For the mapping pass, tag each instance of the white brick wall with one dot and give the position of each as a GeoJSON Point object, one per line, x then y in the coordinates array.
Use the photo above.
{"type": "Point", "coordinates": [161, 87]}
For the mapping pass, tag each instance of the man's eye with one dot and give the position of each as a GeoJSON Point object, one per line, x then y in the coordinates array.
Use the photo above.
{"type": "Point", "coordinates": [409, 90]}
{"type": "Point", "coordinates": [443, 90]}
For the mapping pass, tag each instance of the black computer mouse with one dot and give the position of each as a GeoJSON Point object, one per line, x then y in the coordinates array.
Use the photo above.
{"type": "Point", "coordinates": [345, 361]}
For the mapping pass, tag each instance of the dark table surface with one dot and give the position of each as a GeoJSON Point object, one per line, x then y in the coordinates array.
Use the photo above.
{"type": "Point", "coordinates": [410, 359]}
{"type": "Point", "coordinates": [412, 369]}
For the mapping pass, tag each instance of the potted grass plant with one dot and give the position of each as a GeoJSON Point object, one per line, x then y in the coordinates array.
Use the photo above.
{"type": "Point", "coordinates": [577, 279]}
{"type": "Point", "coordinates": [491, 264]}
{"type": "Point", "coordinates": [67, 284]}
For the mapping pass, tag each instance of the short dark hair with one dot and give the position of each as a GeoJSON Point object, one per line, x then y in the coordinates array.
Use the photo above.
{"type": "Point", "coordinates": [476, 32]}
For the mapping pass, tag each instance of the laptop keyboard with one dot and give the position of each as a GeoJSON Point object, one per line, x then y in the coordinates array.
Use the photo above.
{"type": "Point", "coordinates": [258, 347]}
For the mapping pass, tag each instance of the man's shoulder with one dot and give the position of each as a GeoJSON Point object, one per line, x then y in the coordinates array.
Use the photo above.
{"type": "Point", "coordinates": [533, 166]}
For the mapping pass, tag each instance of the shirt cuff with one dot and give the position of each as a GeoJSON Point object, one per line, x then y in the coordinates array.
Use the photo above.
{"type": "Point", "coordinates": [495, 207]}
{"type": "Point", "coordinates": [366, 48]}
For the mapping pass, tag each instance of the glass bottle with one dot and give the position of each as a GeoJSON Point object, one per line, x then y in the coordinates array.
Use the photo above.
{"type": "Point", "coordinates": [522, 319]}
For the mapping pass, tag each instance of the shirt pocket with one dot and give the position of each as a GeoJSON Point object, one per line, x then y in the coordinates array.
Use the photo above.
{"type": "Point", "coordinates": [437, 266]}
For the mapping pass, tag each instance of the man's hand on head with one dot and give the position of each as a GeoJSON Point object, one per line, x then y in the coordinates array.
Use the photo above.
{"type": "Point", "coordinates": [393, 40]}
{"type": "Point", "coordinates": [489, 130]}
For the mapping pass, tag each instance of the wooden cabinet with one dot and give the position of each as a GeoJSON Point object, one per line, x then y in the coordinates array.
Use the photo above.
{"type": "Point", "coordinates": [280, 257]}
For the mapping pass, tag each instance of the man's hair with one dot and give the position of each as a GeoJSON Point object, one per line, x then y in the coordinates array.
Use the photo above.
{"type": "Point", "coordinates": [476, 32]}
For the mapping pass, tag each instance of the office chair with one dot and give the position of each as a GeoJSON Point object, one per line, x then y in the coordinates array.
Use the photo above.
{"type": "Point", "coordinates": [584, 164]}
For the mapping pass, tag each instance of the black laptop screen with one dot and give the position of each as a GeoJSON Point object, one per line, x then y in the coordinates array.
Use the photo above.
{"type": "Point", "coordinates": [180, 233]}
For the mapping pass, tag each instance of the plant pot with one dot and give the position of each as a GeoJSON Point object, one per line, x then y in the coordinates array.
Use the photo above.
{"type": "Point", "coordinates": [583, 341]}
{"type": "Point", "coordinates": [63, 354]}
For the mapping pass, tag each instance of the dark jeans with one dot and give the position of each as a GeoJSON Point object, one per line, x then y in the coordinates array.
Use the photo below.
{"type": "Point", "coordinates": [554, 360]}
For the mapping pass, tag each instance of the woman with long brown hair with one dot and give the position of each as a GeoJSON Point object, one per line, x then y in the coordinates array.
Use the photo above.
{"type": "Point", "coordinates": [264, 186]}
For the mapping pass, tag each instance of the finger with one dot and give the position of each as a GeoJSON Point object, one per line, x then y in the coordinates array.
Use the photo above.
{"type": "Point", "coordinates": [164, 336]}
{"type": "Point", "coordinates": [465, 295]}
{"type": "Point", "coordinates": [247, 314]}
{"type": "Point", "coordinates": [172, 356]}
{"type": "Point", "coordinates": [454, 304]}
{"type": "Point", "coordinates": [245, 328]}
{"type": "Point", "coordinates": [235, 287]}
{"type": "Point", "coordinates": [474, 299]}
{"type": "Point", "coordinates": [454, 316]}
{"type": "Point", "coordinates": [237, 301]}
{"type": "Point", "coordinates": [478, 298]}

● ● ● ● ●

Task brief: Produce a verbatim transcription of the entries above.

Output:
For the mapping pass, tag each instance of the white brick wall with one dot and give the position of each as a GeoJSON Point object, one per line, x then y in the coordinates array.
Use the photo above.
{"type": "Point", "coordinates": [161, 87]}
For the mapping pass, tag each instance of the man's eye with one dot and give the position of each as a GeoJSON Point object, one per line, x then y in the coordinates array.
Use the photo above.
{"type": "Point", "coordinates": [409, 90]}
{"type": "Point", "coordinates": [443, 90]}
For the mapping pass, tag each instance of the black computer mouse with one dot and give the position of each as a GeoJSON Point object, one per line, x then y in the coordinates array.
Use the photo above.
{"type": "Point", "coordinates": [345, 361]}
For the mapping pass, tag each instance of the dark table surface with one dot and give the position of each as a GeoJSON Point object, one per line, x then y in the coordinates array.
Use the photo above.
{"type": "Point", "coordinates": [410, 359]}
{"type": "Point", "coordinates": [412, 369]}
For the mapping pass, tag each instance of the potted grass plant with one dot and give the position of each as a GeoJSON Point object, one per line, x then y in the coordinates array.
Use the photo above.
{"type": "Point", "coordinates": [577, 279]}
{"type": "Point", "coordinates": [491, 264]}
{"type": "Point", "coordinates": [67, 284]}
For the mapping pass, tag each instance of the short dark hair with one dot and give the position of each as a GeoJSON Point object, one per line, x then y in the coordinates array.
Use the photo above.
{"type": "Point", "coordinates": [476, 32]}
For the mapping pass, tag each instance of the laptop keyboard with one dot and give the position of each as a GeoJSON Point object, one per line, x then y in the coordinates array.
Use the photo above.
{"type": "Point", "coordinates": [258, 347]}
For the mapping pass, tag each instance of the man's shoulder with one dot and give the position of each as a GeoJSON Point object, one per line, x then y in the coordinates array.
Use the photo above.
{"type": "Point", "coordinates": [533, 166]}
For the mapping pass, tag each instance of the shirt cuff with one dot and give the position of each as a GeoJSON Point object, one per line, x then y in the coordinates array.
Use the photo above.
{"type": "Point", "coordinates": [495, 207]}
{"type": "Point", "coordinates": [366, 48]}
For the mapping pass, tag each instance of the glass bottle with one dot and give the position of each as a GeoJSON Point object, one per line, x then y in the coordinates array.
Use the photo above.
{"type": "Point", "coordinates": [522, 319]}
For the mapping pass, tag each instance of the shirt pocket with one dot and give the position of each as a GeoJSON Point object, one per line, x then y in the coordinates array.
Use the photo above.
{"type": "Point", "coordinates": [437, 266]}
For the mapping pass, tag each instance of the man's hand on head with one dot and give the position of each as a GeoJSON Point object, one per line, x then y in the coordinates array.
Use the photo above.
{"type": "Point", "coordinates": [393, 40]}
{"type": "Point", "coordinates": [489, 130]}
For the mapping pass, tag each instance of the wooden cabinet with one dot and give the position of each as a GeoJSON Point object, one per line, x then y in the coordinates array.
Use the photo above.
{"type": "Point", "coordinates": [280, 257]}
For the mapping pass, tag each instance of the man's hair with one dot and give the position of each as a GeoJSON Point object, one per line, x then y in the coordinates array.
Use the photo above.
{"type": "Point", "coordinates": [476, 32]}
For the mapping pass, tag each instance of the office chair with one dot and give the position of each as a GeoJSON Point object, one per line, x then y in the coordinates array.
Use the photo above.
{"type": "Point", "coordinates": [584, 164]}
For the mapping pass, tag each instance of the black laptop screen with one dot and give the position of each as a GeoJSON Point object, one per line, x then y in the coordinates array.
Use the photo above.
{"type": "Point", "coordinates": [180, 233]}
For the mapping pass, tag each instance of the plant pot with one dot and give the position of each as a GeoJSON Point object, one per line, x then y in the coordinates array.
Use the photo above.
{"type": "Point", "coordinates": [583, 341]}
{"type": "Point", "coordinates": [63, 354]}
For the mapping pass, tag each instance of the dark jeans with one dot and give the position of each as a GeoJSON Point object, one per line, x then y in the coordinates array.
Use the photo below.
{"type": "Point", "coordinates": [554, 360]}
For the mapping pass, tag each instance of the woman with long brown hair with one dot and give the position of each as a GeoJSON Point object, one per line, x then y in the coordinates array.
Use the photo above.
{"type": "Point", "coordinates": [264, 186]}
For the mapping pass, tag each instance of the finger with one dot and give the position of each as a GeoJSON Point object, one per line, x then y in the coordinates array.
Use the photo above.
{"type": "Point", "coordinates": [164, 336]}
{"type": "Point", "coordinates": [465, 295]}
{"type": "Point", "coordinates": [247, 314]}
{"type": "Point", "coordinates": [172, 356]}
{"type": "Point", "coordinates": [454, 304]}
{"type": "Point", "coordinates": [245, 328]}
{"type": "Point", "coordinates": [235, 287]}
{"type": "Point", "coordinates": [474, 299]}
{"type": "Point", "coordinates": [454, 316]}
{"type": "Point", "coordinates": [237, 301]}
{"type": "Point", "coordinates": [478, 298]}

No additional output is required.